**YOUR GOAL**. Each line below is to be written out in full, exactly as shown.

**Object point labels**.
==============================

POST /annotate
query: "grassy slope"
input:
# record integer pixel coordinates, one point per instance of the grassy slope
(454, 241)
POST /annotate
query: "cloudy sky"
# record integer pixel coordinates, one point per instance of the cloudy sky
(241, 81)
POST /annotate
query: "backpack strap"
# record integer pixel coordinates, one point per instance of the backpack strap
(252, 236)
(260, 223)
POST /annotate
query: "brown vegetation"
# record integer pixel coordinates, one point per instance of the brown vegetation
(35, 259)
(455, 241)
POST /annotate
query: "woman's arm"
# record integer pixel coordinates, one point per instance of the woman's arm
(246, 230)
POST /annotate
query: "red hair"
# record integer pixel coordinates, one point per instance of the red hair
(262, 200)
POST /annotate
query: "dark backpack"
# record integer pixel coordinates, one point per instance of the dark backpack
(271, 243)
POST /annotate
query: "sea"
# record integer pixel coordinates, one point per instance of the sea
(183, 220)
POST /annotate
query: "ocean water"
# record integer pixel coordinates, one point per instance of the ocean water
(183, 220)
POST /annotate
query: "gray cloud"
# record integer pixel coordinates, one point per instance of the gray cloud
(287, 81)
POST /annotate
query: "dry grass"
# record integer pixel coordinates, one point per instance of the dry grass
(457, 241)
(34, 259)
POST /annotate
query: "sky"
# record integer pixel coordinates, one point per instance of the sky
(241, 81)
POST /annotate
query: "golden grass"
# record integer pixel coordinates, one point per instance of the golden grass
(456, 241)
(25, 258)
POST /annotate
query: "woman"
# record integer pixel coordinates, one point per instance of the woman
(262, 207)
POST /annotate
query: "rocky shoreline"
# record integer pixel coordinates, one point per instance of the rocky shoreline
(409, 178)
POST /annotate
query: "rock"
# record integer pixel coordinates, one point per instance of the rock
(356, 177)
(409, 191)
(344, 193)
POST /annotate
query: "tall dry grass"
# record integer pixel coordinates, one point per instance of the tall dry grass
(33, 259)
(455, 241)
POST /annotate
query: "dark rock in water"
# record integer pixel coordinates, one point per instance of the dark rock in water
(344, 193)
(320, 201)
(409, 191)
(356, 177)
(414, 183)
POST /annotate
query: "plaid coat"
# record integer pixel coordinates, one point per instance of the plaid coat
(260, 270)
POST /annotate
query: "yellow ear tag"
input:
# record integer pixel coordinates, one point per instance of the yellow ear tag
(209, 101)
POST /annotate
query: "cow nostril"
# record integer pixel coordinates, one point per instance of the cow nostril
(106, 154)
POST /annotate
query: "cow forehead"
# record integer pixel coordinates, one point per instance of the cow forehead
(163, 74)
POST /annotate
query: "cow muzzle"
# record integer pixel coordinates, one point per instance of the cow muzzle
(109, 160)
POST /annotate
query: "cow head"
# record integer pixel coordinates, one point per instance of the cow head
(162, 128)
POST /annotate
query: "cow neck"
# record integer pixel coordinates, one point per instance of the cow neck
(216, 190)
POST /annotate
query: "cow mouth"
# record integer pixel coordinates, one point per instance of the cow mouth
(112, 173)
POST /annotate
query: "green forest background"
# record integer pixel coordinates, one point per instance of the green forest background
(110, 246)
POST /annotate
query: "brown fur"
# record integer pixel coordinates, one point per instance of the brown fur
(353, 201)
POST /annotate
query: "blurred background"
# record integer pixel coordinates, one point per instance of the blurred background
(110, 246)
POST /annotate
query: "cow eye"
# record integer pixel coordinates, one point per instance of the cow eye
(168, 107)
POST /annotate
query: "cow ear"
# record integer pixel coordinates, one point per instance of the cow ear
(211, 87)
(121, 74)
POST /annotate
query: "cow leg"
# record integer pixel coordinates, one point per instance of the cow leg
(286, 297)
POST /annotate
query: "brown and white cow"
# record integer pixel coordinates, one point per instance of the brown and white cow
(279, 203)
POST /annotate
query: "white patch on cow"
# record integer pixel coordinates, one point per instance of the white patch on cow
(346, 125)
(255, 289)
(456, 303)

==============================

**EXPECTED ANSWER**.
POST /annotate
query: "grassy slope"
input:
# record integer pixel coordinates, one point per instance of the grassy slope
(454, 241)
POST /annotate
query: "cloudy sky"
# record integer pixel coordinates, one point per instance of the cloudy sky
(241, 81)
POST /annotate
query: "backpack strap"
# record integer pixel coordinates, one point per instance of the backpack strap
(252, 236)
(260, 223)
POST /annotate
query: "brown vegetation"
# record integer pixel coordinates, one point per instance of the brown vegetation
(35, 259)
(455, 241)
POST /annotate
query: "woman's arm"
# record integer pixel coordinates, one point per instance of the woman's arm
(246, 230)
POST /annotate
query: "red hair"
# record integer pixel coordinates, one point per instance of the red hair
(262, 200)
POST /annotate
query: "dark backpack"
# record integer pixel coordinates, one point per instance of the dark backpack
(271, 243)
POST /annotate
query: "sea"
# record integer pixel coordinates, one point per instance of the sea
(183, 220)
POST /annotate
query: "ocean water"
# record integer pixel coordinates, one point per instance of the ocean water
(183, 220)
POST /annotate
query: "gray cloud"
# record integer pixel coordinates, one point per instance of the gray cloud
(287, 81)
POST /annotate
query: "dry grass"
# record integer pixel coordinates, one point per instance of the dry grass
(457, 241)
(34, 259)
POST /annotate
query: "sky"
# record integer pixel coordinates, one point per instance of the sky
(241, 81)
POST /annotate
query: "golden grass"
# record integer pixel coordinates, one point per instance of the golden grass
(456, 241)
(25, 258)
POST /annotate
query: "woman"
# record integer pixel coordinates, one point per instance of the woman
(262, 207)
POST /annotate
query: "rocky shoreline"
# record integer pixel coordinates, one point per instance of the rocky shoreline
(409, 178)
POST /annotate
query: "rock"
# record integer pixel coordinates, one point per instance of the rock
(356, 177)
(409, 191)
(344, 193)
POST /annotate
query: "tall dry grass"
# record integer pixel coordinates, one point per instance of the tall dry grass
(33, 259)
(455, 241)
POST /annotate
query: "dark rock in water"
# record integer pixel coordinates, one point per instance of the dark rock in water
(344, 193)
(320, 201)
(409, 191)
(356, 177)
(414, 183)
POST /annotate
query: "plaid coat"
# record integer pixel coordinates, one point per instance of the plaid coat
(260, 270)
POST /annotate
query: "yellow ear tag"
input:
# record integer pixel coordinates, one point per instance of the yellow ear tag
(209, 101)
POST /annotate
query: "cow nostril"
# record integer pixel coordinates, one point per instance of the cow nostril
(106, 154)
POST /annotate
query: "cow forehead"
# record integer pixel coordinates, one point per instance of the cow forehead
(163, 74)
POST /annotate
query: "cow muzzle"
# record integer pixel coordinates, one point per instance of the cow muzzle
(109, 160)
POST /annotate
query: "cow head"
# record integer pixel coordinates, one point per instance of the cow head
(162, 128)
POST /annotate
query: "cow neck"
# record integer pixel coordinates, one point per instance of the cow neck
(216, 190)
POST /annotate
query: "cow mouth"
# record integer pixel coordinates, one point per instance of the cow mouth
(112, 173)
POST /annotate
query: "green forest background"
# record integer pixel coordinates, one point per instance of the green forest background
(110, 246)
POST /annotate
query: "brown fur"
# record integer pixel coordinates, one point per instance of the brown fur
(353, 201)
POST /annotate
query: "blurred background"
# record integer pixel coordinates, one point per instance of the blurred background
(110, 246)
POST /annotate
query: "cow eye"
# record integer pixel coordinates, one point per instance of the cow eye
(168, 107)
POST /annotate
query: "cow ear"
# record integer pixel coordinates, one point per instance of the cow ear
(211, 87)
(121, 74)
POST /annotate
query: "cow leg"
# record integer pixel coordinates, one point per instance of the cow leg
(286, 297)
POST /annotate
query: "brown and white cow"
# record integer pixel coordinates, one point per instance of the brown and white cow
(279, 203)
POST /annotate
query: "white patch on cow"
# record integer pixel coordinates, one point per instance of the white patch on cow
(346, 125)
(255, 289)
(456, 303)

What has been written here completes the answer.